- **Task statement**:
The entries below should be output exactly as written.

Stored data
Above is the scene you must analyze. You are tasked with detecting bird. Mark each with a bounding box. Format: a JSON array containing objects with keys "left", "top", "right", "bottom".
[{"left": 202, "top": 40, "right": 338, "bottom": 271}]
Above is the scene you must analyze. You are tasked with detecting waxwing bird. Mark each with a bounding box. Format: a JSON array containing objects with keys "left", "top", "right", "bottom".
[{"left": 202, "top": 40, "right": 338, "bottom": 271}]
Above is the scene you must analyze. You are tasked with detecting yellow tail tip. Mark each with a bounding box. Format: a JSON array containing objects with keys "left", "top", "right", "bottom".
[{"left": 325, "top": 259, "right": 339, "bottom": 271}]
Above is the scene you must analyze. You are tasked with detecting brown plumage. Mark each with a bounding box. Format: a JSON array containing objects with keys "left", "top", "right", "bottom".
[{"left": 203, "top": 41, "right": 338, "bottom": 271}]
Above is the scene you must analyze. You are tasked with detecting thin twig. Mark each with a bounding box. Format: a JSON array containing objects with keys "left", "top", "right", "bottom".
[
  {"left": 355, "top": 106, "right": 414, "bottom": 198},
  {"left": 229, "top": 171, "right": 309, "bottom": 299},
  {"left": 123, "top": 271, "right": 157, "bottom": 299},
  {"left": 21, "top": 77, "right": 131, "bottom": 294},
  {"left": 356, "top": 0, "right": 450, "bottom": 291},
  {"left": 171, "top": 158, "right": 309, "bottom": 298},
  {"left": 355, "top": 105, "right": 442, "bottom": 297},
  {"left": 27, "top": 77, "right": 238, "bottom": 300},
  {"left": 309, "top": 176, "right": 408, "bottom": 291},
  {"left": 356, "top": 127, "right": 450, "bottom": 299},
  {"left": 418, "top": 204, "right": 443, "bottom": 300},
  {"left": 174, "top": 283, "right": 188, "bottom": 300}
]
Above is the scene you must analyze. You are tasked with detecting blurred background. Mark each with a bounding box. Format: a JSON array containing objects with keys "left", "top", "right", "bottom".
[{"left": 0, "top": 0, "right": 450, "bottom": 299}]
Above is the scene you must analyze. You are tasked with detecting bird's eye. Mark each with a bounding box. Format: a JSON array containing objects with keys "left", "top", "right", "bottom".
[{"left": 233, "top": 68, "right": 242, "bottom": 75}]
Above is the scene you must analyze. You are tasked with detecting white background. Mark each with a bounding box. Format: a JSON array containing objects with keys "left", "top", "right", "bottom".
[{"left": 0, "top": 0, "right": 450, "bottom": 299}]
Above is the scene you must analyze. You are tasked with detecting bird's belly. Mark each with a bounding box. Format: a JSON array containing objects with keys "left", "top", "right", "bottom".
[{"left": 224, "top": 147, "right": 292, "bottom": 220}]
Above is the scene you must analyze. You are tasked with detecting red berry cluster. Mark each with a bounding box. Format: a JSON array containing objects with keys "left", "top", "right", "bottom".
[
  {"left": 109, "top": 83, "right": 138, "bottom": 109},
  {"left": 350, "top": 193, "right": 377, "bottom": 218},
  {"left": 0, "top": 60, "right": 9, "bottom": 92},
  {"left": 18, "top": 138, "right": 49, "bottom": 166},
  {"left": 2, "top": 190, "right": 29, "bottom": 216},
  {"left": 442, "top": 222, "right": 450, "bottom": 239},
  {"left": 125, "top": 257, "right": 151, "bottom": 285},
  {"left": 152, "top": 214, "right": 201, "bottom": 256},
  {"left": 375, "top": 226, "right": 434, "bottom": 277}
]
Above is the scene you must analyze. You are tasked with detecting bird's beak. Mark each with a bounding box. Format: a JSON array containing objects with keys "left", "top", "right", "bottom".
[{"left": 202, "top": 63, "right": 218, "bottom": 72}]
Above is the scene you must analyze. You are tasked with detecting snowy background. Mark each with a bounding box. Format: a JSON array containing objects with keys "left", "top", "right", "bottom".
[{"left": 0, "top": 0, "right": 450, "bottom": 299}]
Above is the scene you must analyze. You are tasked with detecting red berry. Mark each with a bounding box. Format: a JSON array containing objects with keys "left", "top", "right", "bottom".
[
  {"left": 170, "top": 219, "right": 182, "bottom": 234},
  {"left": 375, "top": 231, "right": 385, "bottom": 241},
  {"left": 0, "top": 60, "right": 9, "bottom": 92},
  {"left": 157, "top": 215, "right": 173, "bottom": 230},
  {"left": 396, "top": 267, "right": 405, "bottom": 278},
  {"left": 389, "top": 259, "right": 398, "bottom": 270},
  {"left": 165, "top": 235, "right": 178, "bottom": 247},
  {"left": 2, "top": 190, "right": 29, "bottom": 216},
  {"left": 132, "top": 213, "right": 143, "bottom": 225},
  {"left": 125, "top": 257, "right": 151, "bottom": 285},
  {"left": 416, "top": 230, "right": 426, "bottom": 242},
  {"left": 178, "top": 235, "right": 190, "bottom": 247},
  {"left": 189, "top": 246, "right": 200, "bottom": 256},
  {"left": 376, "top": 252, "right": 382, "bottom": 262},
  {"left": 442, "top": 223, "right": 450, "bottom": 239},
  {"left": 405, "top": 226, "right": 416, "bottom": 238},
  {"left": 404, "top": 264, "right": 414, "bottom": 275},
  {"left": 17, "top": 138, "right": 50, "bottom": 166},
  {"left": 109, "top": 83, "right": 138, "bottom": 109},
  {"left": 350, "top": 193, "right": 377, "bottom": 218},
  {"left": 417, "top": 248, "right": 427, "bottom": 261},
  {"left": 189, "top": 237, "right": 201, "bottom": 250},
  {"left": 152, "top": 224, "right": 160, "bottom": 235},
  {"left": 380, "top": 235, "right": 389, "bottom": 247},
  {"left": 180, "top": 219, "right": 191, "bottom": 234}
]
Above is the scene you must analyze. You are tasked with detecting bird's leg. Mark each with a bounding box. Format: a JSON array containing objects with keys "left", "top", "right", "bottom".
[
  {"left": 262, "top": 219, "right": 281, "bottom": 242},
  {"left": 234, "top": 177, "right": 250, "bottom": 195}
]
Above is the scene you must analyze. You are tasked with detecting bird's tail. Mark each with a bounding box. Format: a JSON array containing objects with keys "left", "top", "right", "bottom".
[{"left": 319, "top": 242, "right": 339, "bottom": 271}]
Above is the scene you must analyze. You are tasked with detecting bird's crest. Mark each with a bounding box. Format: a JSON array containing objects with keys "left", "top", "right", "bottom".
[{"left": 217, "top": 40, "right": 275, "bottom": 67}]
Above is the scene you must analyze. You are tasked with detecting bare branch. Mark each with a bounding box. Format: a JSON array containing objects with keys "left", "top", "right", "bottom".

- **Exercise solution**:
Above is the scene you must analyze. You are tasked with detecting bird. Mark each with a bounding box. Format: a JSON array containing objects with keys "left", "top", "right", "bottom".
[{"left": 202, "top": 40, "right": 338, "bottom": 271}]
Above is the scene you must analyze. You are tasked with detecting waxwing bird. Mark each with a bounding box. Format: a JSON array containing objects with keys "left", "top", "right", "bottom".
[{"left": 202, "top": 40, "right": 338, "bottom": 271}]
Above is the scene you must analyze. You are tasked with detecting yellow tail tip. Mark each with a bounding box. Format: a JSON array containing objects with keys "left", "top", "right", "bottom".
[{"left": 325, "top": 259, "right": 339, "bottom": 271}]
Above is the scene you must analyze. You are tasked with detecting brown plumage. Mark each with a bounding box. Format: a JSON array containing objects with keys "left", "top", "right", "bottom".
[{"left": 203, "top": 41, "right": 338, "bottom": 271}]
Above is the scene you must analyze. You are tasked with detecting thin twig. Mark each with a bounding box. Format: a JSON array containing objects with keys "left", "top", "right", "bottom".
[
  {"left": 355, "top": 106, "right": 414, "bottom": 198},
  {"left": 229, "top": 171, "right": 309, "bottom": 299},
  {"left": 123, "top": 271, "right": 157, "bottom": 299},
  {"left": 21, "top": 77, "right": 131, "bottom": 294},
  {"left": 356, "top": 0, "right": 450, "bottom": 291},
  {"left": 171, "top": 158, "right": 309, "bottom": 298},
  {"left": 355, "top": 105, "right": 442, "bottom": 297},
  {"left": 27, "top": 77, "right": 238, "bottom": 300},
  {"left": 309, "top": 176, "right": 408, "bottom": 291},
  {"left": 356, "top": 127, "right": 450, "bottom": 299},
  {"left": 418, "top": 204, "right": 443, "bottom": 300},
  {"left": 174, "top": 283, "right": 188, "bottom": 300}
]
Above is the scene you must analyze. You are tasked with detecting blurred background. Mark each with a bounding box. Format: a JSON array containing objects with keys "left", "top", "right", "bottom".
[{"left": 0, "top": 0, "right": 450, "bottom": 299}]
Above is the scene you must analyze. You are tasked with detecting bird's eye. Mark each with a bounding box. Format: a JSON array containing objects with keys "left", "top", "right", "bottom".
[{"left": 233, "top": 68, "right": 242, "bottom": 75}]
Above is the scene you must analyze. You are tasked with detecting white background. Mark each with a bounding box. Format: a JSON array containing objects with keys "left", "top", "right", "bottom".
[{"left": 0, "top": 0, "right": 450, "bottom": 299}]
Above is the scene you must analyze. You are tasked with detecting bird's belly. Mark each with a bounding box. Format: a JSON array containing objects with keys "left", "top", "right", "bottom".
[{"left": 224, "top": 147, "right": 292, "bottom": 220}]
Above is the scene you must analyze. You are tasked with detecting red berry cluster. Mark each with a bounding box. Format: a JSON array containing objects with keys "left", "top", "right", "bottom".
[
  {"left": 109, "top": 83, "right": 138, "bottom": 109},
  {"left": 350, "top": 193, "right": 377, "bottom": 218},
  {"left": 0, "top": 60, "right": 9, "bottom": 92},
  {"left": 18, "top": 138, "right": 49, "bottom": 166},
  {"left": 2, "top": 190, "right": 29, "bottom": 216},
  {"left": 442, "top": 222, "right": 450, "bottom": 239},
  {"left": 125, "top": 257, "right": 151, "bottom": 285},
  {"left": 152, "top": 214, "right": 201, "bottom": 256},
  {"left": 375, "top": 226, "right": 434, "bottom": 277}
]
Above is the scene you must analyze. You are tasked with detecting bird's beak. Mark each with a bounding box. Format: a JSON array containing objects with keys "left", "top", "right", "bottom".
[{"left": 202, "top": 63, "right": 218, "bottom": 72}]
Above is the scene you must analyze. You are tasked with detecting snowy background. Mark each with a bounding box. Format: a JSON array containing objects with keys "left", "top", "right", "bottom".
[{"left": 0, "top": 0, "right": 450, "bottom": 299}]
Above is the scene you must analyze. You are tasked with detecting red berry. Mark each with a bounding box. Format: a JSON array containing objects with keys "left", "top", "right", "bottom".
[
  {"left": 170, "top": 219, "right": 182, "bottom": 234},
  {"left": 375, "top": 231, "right": 385, "bottom": 241},
  {"left": 0, "top": 60, "right": 9, "bottom": 92},
  {"left": 157, "top": 215, "right": 173, "bottom": 230},
  {"left": 396, "top": 267, "right": 405, "bottom": 278},
  {"left": 389, "top": 259, "right": 398, "bottom": 270},
  {"left": 165, "top": 235, "right": 178, "bottom": 247},
  {"left": 2, "top": 190, "right": 29, "bottom": 216},
  {"left": 132, "top": 213, "right": 143, "bottom": 225},
  {"left": 125, "top": 257, "right": 151, "bottom": 285},
  {"left": 416, "top": 230, "right": 426, "bottom": 242},
  {"left": 178, "top": 235, "right": 190, "bottom": 247},
  {"left": 189, "top": 246, "right": 200, "bottom": 256},
  {"left": 376, "top": 252, "right": 382, "bottom": 262},
  {"left": 442, "top": 223, "right": 450, "bottom": 239},
  {"left": 405, "top": 226, "right": 416, "bottom": 238},
  {"left": 404, "top": 264, "right": 414, "bottom": 275},
  {"left": 17, "top": 138, "right": 50, "bottom": 166},
  {"left": 109, "top": 83, "right": 138, "bottom": 109},
  {"left": 350, "top": 193, "right": 377, "bottom": 218},
  {"left": 417, "top": 248, "right": 427, "bottom": 261},
  {"left": 189, "top": 237, "right": 201, "bottom": 250},
  {"left": 152, "top": 224, "right": 160, "bottom": 235},
  {"left": 380, "top": 235, "right": 389, "bottom": 247},
  {"left": 180, "top": 219, "right": 191, "bottom": 234}
]
Above is the scene you must analyze. You are tasked with detecting bird's leg. Mark each with a bounding box. Format: a JSON array containing objects with keys "left", "top", "right", "bottom".
[
  {"left": 262, "top": 219, "right": 281, "bottom": 242},
  {"left": 234, "top": 177, "right": 250, "bottom": 195}
]
Above is the scene you must analyze. You are tasked with detecting bird's tail. Mark each with a bounding box. Format: a JSON array containing objects with keys "left", "top", "right", "bottom".
[{"left": 319, "top": 242, "right": 339, "bottom": 271}]
Above is the scene you must analyze. You are tasked with detecting bird's crest. Mark each with a bounding box. Format: a JSON array containing objects with keys "left", "top", "right", "bottom".
[{"left": 217, "top": 40, "right": 275, "bottom": 67}]
Above is the scene you must analyze. You are tasked with detecting bare branch. Mark each with a bounding box. Format: a JSON array containing objects with keys "left", "top", "right", "bottom".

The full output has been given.